= EXERCISE =
Reproduce the material below word for word, beginning with its first line and continuing through the line that contains "77], [63, 77]]".

= DATA TO USE =
• • • • • • •
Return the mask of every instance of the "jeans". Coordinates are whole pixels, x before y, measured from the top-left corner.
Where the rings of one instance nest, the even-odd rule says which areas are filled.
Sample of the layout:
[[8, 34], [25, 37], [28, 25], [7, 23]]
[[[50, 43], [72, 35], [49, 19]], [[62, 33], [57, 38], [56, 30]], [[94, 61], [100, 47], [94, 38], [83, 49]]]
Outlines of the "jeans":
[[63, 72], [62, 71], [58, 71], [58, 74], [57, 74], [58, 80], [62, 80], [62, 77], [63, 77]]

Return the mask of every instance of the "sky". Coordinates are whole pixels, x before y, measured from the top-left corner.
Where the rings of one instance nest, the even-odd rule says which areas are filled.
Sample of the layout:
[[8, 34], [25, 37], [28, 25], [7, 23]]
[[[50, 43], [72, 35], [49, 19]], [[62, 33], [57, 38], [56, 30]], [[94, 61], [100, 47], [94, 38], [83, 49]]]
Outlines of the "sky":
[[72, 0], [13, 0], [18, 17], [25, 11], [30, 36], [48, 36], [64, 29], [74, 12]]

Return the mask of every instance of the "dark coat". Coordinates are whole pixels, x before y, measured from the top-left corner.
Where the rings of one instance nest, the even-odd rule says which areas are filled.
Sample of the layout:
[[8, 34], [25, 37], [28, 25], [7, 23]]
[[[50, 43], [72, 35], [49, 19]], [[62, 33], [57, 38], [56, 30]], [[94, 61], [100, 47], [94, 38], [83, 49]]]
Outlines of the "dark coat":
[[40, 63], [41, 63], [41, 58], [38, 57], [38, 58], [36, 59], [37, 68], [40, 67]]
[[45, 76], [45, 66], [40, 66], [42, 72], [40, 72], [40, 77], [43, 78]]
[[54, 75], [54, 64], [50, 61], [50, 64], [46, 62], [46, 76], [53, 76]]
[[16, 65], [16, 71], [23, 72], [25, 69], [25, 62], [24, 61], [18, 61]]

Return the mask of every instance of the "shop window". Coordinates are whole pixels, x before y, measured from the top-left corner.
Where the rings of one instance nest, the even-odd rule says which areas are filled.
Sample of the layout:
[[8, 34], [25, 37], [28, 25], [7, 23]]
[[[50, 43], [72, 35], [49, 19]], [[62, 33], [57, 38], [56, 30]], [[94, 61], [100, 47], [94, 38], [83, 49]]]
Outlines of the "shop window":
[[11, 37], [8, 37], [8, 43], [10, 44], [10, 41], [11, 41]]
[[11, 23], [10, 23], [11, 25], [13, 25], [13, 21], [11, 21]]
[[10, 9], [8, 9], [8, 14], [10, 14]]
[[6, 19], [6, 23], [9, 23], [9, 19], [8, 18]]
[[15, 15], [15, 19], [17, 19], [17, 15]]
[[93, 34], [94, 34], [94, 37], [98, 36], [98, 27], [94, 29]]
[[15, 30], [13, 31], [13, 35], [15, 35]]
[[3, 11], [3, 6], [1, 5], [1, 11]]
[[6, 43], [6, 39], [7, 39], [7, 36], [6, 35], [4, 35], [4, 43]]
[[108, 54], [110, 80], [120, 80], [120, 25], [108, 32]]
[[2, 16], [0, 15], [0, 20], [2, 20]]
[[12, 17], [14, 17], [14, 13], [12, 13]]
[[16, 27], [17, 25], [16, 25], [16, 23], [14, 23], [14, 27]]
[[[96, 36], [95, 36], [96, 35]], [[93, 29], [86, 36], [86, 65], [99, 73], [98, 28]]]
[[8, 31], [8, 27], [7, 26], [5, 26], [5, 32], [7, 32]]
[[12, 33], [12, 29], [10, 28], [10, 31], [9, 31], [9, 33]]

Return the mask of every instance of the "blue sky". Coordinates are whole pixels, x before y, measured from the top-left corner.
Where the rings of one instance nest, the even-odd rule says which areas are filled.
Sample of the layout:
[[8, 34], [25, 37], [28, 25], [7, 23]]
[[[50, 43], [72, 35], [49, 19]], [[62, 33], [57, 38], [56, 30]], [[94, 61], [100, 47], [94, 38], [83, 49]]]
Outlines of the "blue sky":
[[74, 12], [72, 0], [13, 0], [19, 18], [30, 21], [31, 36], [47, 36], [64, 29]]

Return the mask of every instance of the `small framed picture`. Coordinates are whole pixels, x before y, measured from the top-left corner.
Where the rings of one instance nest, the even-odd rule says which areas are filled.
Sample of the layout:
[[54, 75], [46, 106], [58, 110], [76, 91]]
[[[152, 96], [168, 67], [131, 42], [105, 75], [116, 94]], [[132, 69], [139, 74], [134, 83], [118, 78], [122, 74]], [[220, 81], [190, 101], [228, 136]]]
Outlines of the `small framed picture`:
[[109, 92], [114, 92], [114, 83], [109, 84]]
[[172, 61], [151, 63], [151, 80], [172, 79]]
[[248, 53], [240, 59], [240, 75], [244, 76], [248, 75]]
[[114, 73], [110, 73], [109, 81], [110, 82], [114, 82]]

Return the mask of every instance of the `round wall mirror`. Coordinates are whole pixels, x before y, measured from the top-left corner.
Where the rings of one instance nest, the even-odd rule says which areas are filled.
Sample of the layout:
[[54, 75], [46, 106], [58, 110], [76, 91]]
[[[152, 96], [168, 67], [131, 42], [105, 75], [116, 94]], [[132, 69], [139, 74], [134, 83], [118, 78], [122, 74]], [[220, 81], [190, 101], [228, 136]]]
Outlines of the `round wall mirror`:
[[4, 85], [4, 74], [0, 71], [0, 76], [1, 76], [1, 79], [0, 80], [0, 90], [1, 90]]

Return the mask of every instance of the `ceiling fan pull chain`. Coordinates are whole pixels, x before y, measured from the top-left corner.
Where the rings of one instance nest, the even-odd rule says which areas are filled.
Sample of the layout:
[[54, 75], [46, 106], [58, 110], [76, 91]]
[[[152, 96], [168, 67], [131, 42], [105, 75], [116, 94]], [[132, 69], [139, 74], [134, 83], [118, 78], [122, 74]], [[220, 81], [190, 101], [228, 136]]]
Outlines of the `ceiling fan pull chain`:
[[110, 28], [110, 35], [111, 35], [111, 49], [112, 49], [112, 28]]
• • • • • • •
= THE SOLUTION =
Return the mask of every instance of the "jeans". Coordinates are whole pixels, x before y, measured from the top-left corner.
Where the rings of one instance nest, the even-odd rule says which areas are filled.
Sample of the layout:
[[8, 34], [25, 37], [28, 25], [7, 23]]
[[[50, 43], [72, 35], [49, 19]], [[62, 33], [57, 38], [56, 30]], [[94, 61], [100, 47], [94, 38], [83, 49]]]
Outlines of the "jeans":
[[63, 72], [62, 71], [58, 71], [58, 74], [57, 74], [58, 80], [62, 80], [62, 77], [63, 77]]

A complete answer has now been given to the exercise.